Go through the entries below and write each one out exactly.
[Start of section]
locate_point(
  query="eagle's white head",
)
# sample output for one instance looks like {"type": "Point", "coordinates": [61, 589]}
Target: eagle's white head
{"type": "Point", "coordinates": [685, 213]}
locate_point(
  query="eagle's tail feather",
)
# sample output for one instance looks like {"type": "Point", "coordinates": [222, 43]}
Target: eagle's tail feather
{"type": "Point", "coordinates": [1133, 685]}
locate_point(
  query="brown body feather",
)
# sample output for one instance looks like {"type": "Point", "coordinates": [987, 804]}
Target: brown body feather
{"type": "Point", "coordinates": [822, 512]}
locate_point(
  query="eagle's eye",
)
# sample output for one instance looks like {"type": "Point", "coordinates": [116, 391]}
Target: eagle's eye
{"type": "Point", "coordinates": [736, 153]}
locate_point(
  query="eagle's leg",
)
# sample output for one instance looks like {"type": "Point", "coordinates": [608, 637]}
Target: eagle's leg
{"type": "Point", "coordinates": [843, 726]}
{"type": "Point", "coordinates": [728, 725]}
[End of section]
**Result below**
locate_point(
  query="eagle's white head",
)
# sample output for one instance looks like {"type": "Point", "coordinates": [61, 589]}
Target: eagle's white head
{"type": "Point", "coordinates": [685, 213]}
locate_point(
  query="eagle's tail feather",
)
# sample output for one instance looks like {"type": "Point", "coordinates": [222, 43]}
Target: eagle's tail feather
{"type": "Point", "coordinates": [1133, 685]}
locate_point(
  query="brown body feather",
)
# sample output for one instance looks like {"type": "Point", "coordinates": [987, 804]}
Target: brown body feather
{"type": "Point", "coordinates": [822, 512]}
locate_point(
  query="eagle's eye",
)
# sample output for one instance looks like {"type": "Point", "coordinates": [116, 391]}
Target: eagle's eye
{"type": "Point", "coordinates": [736, 153]}
locate_point(
  query="eagle's leg",
)
# sample output for one instance looks like {"type": "Point", "coordinates": [608, 637]}
Target: eagle's leg
{"type": "Point", "coordinates": [843, 726]}
{"type": "Point", "coordinates": [728, 725]}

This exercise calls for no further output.